» Ação pedida 1
Extraia dos registos, sem alterações, todas as linhas que contêm a palavra "pixels", tendo em conta a distinção entre maiúsculas e minúsculas.

» Excerto selecionado
━━━━━━━━━━━━━━━━━━━━━━━━━━━━━━
No centenário do seu nascimento

José Dias Coelho, artista e militante

José Dias Coelho foi assassinado pela PIDE em 1961, tinha apenas 38 anos

José Dias Coelho nasceu em Pinhel, em 19 de Junho de 1923 e, após uma passagem, com a família, por Coimbra, onde fez os primeiros anos da instrução primária, e por Castelo Branco, onde frequentou o liceu, vai morar para Lisboa, onde conclui os estudos liceais e participa pela primeira vez numa exposição, com um conjunto de caricaturas, a que a crítica se refere com apreço e que desde logo são reveladoras do seu talento invulgar.

Por essa altura, o fascismo avançava na Europa e no mundo: a guerra de Espanha termina com a vitória dos fascistas e tem início a Segunda Guerra Mundial, com a qual Hitler pretendia assegurar a conquista e o domínio do mundo. Por cá, Salazar conclui o processo de fascização do Estado, criando um vasto conjunto de instrumentos repressivos, designadamente a polícia política (PVDE/PIDE/DGS), o Tribunal Militar Especial, a Legião Portuguesa, o Campo de Concentração do Tarrafal. Não sem antes assegurar a liquidação dos sindicatos livres e a aprovação fraudulenta da Constituição fascista.

Ainda muito jovem, José Dias Coelho junta-se àquele que viria a ser o seu partido de sempre: o Partido Comunista Português. Estava então em curso a reorganização de 1940/41, que, superando dificuldades e fragilidades orgânicas causadas pela brutal ofensiva repressiva dos anos 30, transformaria o PCP num partido marxista-leninista, um grande partido nacional, vanguarda de facto da classe operária e das massas trabalhadoras, o grande partido da resistência e da unidade antifascistas.
━━━━━━━━━━━━━━━━━━━━━━━━━━━━━━
» Ação pedida 2
Dê seguimento ao texto sobre José Dias Coelho, escrevendo a continuação a partir da última frase apresentada.

» Material de estudo
━━━━━━━━━━━━━━━━━━━━━━━━━━━━━━
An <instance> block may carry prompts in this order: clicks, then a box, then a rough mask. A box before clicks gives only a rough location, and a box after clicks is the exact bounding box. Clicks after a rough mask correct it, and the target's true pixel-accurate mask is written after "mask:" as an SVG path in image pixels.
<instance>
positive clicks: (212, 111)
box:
━━━━━━━━━━━━━━━━━━━━━━━━━━━━━━
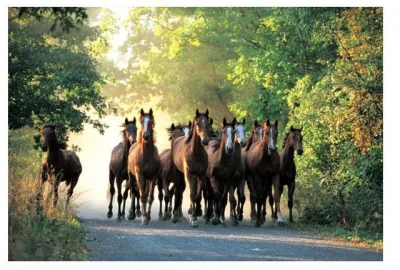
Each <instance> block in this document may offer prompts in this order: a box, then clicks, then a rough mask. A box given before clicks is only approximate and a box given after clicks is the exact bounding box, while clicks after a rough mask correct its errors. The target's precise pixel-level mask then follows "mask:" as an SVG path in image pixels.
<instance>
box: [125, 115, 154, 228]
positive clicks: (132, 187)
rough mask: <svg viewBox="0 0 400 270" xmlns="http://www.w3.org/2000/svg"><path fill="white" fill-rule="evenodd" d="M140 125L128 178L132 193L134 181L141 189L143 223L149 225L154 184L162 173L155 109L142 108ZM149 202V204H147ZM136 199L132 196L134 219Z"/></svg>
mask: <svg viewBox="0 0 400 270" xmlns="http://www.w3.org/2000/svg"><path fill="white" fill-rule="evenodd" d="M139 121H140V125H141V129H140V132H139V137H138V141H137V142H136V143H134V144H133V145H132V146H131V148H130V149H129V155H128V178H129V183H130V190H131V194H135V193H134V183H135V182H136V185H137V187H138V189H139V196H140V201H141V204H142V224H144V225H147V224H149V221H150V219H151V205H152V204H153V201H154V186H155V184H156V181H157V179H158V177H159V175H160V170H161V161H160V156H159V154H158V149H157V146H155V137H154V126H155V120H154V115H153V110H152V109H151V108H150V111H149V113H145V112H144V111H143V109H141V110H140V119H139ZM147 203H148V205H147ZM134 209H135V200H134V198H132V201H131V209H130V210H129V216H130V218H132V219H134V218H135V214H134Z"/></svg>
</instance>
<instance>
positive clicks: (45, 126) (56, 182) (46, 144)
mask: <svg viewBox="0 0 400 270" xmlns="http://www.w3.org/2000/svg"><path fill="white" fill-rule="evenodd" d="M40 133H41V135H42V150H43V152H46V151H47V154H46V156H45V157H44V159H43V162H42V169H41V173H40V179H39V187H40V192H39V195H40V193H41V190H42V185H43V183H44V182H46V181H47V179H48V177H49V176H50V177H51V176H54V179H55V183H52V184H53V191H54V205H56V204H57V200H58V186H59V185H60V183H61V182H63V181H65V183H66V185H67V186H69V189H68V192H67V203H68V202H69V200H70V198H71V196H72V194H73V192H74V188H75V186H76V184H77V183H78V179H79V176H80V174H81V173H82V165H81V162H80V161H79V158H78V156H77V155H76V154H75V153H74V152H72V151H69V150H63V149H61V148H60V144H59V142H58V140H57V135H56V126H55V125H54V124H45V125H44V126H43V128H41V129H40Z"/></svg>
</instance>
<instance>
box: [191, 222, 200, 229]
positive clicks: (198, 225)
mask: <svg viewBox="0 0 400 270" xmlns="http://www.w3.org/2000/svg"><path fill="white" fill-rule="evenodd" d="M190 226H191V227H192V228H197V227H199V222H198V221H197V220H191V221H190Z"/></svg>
━━━━━━━━━━━━━━━━━━━━━━━━━━━━━━
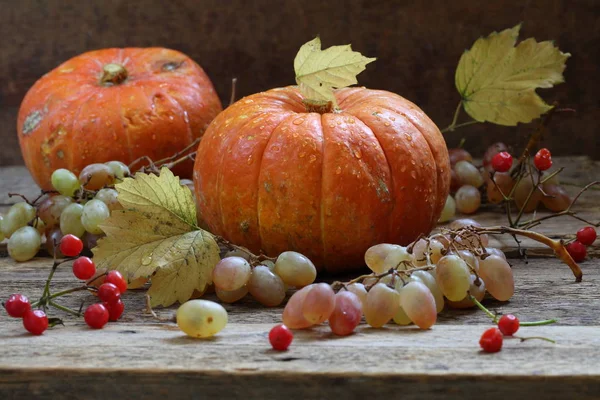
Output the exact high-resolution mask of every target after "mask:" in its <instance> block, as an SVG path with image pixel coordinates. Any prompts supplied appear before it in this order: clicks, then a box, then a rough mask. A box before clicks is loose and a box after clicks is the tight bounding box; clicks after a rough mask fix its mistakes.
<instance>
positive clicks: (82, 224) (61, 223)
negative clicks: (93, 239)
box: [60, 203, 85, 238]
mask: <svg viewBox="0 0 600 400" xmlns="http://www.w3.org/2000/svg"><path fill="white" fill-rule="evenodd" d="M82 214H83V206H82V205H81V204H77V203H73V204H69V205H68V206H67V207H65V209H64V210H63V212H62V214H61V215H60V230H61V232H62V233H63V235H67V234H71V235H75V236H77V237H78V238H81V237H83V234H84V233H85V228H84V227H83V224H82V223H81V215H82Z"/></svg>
━━━━━━━━━━━━━━━━━━━━━━━━━━━━━━
» A sua resposta 1
An <instance> block may carry prompts in this order: clicks, then a box, then a rough mask. A box before clicks gives only a rough location, and a box after clicks is the exact bounding box. Clicks after a rough mask correct it, and the target's true pixel-accurate mask is written after "mask:" as an SVG path in image pixels.
Each <instance> block in this document may offer prompts in this order: a box, then clicks, then a rough mask. A box given before clicks is only approximate and a box given after clicks is the exact bounding box, while clicks after a rough mask correct its errors. The target's precise pixel-level mask then follows "mask:" as an SVG path in image pixels.

» A sua resposta 2
É neste contexto político que José Dias Coelho participa nas actividades do Movimento Nacional de Unidade Antifascista (MUNAF) e, depois, integra o Movimento de Unidade Democrática (MUD), o primeiro movimento antifascista legal, criado na sequência do fim guerra. E, logo a seguir, inicia uma intensa actividade no MUD Juvenil, participando igualmente na Comissão de Escritores e Artistas Democráticos e na subcomissão dos Artistas Plásticos.

A influência do Partido crescia, nomeadamente entre a intelectualidade que levava por diante uma intensa actividade simultaneamente criativa e antifascista. Num impressionante movimento cultural, a literatura e as artes plásticas, com o movimento neo-realista, dão voz à realidade do País, mistificada pela propaganda fascista.

Os romancistas, poetas e artistas plásticos, com a sua arte e o seu talento, são verdadeiros porta-vozes dos anseios, aspirações e lutas dos trabalhadores e do povo. Iniciativas como a criação, por Bento de Jesus Caraça, da Universidade Popular e a Biblioteca Cosmos, surgem como testemunhos imperecíveis de uma resistência empenhada à ditadura e da luta por uma cultura ao serviço do povo.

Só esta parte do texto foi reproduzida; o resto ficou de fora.